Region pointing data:
- Opening Delimiter -

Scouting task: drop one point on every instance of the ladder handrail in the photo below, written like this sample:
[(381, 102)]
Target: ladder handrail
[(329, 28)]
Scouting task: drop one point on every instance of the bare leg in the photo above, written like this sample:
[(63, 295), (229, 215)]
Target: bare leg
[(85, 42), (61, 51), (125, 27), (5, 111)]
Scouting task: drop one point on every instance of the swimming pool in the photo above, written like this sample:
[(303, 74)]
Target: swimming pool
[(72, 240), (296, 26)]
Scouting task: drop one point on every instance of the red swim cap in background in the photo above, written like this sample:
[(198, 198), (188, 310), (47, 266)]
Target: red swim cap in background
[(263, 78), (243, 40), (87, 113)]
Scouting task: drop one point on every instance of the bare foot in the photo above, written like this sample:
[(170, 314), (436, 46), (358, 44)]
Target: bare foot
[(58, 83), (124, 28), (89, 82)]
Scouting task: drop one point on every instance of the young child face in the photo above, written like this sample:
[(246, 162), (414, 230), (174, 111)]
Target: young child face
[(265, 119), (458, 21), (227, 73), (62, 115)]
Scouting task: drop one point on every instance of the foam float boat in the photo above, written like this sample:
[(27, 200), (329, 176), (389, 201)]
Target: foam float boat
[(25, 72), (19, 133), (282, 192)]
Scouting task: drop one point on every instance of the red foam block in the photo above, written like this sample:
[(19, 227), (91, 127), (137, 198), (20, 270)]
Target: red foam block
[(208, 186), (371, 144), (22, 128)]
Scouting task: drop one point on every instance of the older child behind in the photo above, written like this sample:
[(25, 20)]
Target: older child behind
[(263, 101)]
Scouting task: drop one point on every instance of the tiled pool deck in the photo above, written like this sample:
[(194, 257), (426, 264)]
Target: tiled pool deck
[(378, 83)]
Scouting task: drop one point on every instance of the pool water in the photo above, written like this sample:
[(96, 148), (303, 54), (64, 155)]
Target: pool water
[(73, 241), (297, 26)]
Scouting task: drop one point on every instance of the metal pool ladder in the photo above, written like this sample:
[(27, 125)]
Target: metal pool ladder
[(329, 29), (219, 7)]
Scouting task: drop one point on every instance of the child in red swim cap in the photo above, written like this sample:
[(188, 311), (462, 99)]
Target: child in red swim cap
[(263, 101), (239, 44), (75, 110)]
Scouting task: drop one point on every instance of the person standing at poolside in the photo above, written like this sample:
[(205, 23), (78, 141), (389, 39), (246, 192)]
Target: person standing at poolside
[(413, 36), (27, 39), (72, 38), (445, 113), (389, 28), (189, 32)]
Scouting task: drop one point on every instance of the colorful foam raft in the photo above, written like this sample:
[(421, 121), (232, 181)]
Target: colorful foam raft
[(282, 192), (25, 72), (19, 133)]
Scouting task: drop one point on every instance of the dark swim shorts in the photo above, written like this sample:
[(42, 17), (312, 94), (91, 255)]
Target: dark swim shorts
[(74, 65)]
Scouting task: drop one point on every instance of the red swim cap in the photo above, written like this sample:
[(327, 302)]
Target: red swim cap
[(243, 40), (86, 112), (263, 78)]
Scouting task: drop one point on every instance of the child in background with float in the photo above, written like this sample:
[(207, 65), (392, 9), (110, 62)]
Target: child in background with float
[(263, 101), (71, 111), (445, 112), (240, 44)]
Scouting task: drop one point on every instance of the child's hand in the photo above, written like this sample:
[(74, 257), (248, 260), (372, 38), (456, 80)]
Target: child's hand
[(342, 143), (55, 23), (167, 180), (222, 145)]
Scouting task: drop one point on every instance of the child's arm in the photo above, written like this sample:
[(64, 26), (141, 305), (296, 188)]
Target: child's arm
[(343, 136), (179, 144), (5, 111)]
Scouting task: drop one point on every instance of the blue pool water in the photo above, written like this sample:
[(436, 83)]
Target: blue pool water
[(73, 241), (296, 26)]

- Closing Delimiter -

Each line from the top of the records down to the one with "[(63, 295), (229, 215)]" must be retyped exactly; include both ends and nothing else.

Scouting task: drop one point on every instance of the ladder handrail in the photo below, written like this sample:
[(381, 102)]
Target: ladder handrail
[(329, 28)]
Scouting task: drop one point on every instance of the bare leg in the photo above, written like this sample:
[(63, 295), (229, 215)]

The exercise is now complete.